### Supplied text:
The Civil War brought lots of hardship to citizens on both sides of
the conflict. One of those hardships was the lack of small change to
transact the daily business of life.
As a solution many merchants in the North began issuing their own
privately struck tokens. The federal government did not consider these
tokens to be legal tender issues and officials were becoming
increasingly concerned about the proliferation of the tokens.
An Act of April 22, 1864, authorized a change in the composition of
the 1-cent coin as well as the striking of the 2-cent coins.
COIN VALUES: See how much U.S. 2-cent coins are worth today
Mint Engraver James B. Longacre suggested an obverse design
featuring a national shield with stripes in front of two crossed
arrows. The shield is flanked by laurel branches. Above the shield is
a ribbon designed to bear a legend, several of which were suggested.
Secretary of the Treasury Salmon P. Chase approved Longacre's design
and chose "In God We Trust" for the motto on the ribbon. The
2-cent coin was the first U.S. coin to bear this motto.

Coordinate annotation entries:

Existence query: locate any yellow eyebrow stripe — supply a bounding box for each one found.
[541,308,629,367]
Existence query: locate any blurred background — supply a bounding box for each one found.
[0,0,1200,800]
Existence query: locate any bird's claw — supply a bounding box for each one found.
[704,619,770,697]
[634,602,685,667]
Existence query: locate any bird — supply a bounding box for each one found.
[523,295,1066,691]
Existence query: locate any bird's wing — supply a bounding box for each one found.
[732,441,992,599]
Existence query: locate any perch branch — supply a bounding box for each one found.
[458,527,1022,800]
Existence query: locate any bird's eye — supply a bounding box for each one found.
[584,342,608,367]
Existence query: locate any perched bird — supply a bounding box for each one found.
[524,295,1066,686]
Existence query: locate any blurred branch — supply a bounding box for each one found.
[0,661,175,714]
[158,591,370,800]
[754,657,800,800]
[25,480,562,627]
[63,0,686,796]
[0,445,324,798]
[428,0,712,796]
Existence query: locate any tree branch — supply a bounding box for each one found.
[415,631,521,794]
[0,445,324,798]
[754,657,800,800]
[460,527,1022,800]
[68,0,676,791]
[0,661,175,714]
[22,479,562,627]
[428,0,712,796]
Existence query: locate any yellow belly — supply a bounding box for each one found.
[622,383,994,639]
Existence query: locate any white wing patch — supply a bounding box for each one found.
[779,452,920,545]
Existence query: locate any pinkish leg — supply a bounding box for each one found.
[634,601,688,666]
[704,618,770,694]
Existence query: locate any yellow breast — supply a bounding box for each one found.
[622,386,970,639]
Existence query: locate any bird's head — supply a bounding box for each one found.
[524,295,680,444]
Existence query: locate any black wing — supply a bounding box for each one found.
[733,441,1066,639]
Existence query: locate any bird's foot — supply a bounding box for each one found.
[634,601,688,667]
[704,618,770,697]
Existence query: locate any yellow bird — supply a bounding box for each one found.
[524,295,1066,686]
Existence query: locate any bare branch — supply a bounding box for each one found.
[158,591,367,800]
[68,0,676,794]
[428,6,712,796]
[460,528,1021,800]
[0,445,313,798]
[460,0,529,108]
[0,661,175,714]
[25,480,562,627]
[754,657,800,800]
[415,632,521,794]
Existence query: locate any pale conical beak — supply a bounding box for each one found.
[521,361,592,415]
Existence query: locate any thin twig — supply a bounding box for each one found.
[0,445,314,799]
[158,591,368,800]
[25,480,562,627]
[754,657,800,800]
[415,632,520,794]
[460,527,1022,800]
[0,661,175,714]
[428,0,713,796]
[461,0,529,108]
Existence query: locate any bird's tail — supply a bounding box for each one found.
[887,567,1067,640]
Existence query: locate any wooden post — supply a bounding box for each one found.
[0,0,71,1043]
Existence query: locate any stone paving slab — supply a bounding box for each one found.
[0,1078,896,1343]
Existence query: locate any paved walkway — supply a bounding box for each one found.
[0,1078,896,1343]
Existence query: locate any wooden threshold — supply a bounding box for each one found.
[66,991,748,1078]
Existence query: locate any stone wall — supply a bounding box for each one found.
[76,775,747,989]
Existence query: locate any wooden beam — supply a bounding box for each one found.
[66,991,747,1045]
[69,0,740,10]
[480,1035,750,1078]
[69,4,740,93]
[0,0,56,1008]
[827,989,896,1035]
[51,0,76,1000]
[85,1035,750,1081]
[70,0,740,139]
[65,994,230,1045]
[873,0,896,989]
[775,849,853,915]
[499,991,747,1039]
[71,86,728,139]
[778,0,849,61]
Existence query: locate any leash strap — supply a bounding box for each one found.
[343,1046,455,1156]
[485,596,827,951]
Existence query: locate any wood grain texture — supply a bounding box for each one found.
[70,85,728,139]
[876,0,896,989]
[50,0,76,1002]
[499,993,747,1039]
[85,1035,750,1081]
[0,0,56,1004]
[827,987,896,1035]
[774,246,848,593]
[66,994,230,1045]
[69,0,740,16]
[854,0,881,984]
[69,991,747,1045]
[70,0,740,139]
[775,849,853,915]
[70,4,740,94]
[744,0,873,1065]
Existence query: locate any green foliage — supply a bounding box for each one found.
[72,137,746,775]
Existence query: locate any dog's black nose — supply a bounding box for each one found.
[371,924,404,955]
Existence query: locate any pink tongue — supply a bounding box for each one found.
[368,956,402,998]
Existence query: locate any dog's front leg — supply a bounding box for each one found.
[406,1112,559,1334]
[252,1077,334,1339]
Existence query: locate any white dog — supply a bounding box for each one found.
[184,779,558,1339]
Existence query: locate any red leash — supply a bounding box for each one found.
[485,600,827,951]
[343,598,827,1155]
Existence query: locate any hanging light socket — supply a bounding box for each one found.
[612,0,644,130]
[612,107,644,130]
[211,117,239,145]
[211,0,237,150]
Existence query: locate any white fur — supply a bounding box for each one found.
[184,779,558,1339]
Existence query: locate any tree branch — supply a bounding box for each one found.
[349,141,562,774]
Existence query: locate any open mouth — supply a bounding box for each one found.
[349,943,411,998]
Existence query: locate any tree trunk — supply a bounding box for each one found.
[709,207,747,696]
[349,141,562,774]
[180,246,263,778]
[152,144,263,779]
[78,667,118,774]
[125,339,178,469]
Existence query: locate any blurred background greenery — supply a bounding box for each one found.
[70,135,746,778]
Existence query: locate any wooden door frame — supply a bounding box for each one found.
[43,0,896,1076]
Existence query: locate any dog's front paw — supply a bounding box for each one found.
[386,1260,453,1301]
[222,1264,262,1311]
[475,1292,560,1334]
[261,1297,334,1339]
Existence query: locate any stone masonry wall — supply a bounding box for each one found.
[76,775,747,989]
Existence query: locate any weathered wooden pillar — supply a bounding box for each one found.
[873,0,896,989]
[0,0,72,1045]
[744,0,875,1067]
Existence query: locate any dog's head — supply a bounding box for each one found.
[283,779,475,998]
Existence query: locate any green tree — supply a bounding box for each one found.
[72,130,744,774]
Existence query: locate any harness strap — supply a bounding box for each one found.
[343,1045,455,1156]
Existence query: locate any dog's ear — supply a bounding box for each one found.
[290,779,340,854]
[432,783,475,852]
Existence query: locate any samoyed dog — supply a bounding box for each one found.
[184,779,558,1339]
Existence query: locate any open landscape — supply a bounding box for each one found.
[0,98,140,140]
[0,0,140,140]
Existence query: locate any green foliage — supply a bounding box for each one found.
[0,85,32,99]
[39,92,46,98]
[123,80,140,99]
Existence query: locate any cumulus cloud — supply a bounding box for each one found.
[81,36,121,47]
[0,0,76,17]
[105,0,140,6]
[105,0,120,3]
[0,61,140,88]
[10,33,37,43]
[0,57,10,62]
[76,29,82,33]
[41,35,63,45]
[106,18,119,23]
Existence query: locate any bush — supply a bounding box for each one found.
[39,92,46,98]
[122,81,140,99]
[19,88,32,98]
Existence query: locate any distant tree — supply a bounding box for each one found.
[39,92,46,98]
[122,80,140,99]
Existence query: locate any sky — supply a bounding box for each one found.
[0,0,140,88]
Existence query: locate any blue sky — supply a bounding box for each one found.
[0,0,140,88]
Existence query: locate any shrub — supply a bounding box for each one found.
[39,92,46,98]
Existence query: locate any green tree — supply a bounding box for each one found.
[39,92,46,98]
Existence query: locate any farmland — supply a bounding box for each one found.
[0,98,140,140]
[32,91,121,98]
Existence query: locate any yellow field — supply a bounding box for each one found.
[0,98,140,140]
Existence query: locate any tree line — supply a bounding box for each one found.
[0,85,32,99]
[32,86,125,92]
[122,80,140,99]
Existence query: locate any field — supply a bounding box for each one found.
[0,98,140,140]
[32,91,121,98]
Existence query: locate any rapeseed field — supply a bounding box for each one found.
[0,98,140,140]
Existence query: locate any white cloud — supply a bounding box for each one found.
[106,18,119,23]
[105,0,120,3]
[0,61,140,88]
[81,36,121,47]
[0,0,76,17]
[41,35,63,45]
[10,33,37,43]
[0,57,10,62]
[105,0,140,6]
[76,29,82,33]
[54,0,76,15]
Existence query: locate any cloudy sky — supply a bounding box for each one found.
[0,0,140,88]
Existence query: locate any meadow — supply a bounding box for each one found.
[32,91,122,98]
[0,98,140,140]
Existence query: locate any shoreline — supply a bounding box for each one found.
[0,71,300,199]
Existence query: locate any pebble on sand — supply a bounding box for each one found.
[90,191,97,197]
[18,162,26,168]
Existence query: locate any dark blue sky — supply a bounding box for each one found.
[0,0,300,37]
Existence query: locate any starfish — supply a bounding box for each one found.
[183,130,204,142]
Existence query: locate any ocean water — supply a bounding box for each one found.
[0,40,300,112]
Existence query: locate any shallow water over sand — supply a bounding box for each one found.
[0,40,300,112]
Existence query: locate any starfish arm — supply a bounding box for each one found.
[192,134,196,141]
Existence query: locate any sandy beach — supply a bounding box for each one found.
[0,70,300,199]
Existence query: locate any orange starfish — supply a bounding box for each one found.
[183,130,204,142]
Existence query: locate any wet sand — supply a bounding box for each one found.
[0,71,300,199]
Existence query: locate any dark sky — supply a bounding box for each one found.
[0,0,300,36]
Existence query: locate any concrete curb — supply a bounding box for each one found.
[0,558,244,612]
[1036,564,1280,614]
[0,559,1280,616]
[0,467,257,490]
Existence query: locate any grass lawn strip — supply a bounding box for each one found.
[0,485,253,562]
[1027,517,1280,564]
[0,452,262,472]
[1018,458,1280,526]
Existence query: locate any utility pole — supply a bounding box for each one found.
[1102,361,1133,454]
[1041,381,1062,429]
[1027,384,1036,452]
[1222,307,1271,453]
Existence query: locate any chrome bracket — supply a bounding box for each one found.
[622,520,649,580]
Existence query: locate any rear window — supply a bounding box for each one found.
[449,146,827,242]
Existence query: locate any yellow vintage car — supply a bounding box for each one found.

### The request:
Rewrite the passage on the 2-cent coin, starting at "Secretary of the" and ending at "bear this motto.", with "approved" replaced by "accepted".

### Written response:
Secretary of the Treasury Salmon P. Chase accepted Longacre's design
and chose "In God We Trust" for the motto on the ribbon. The
2-cent coin was the first U.S. coin to bear this motto.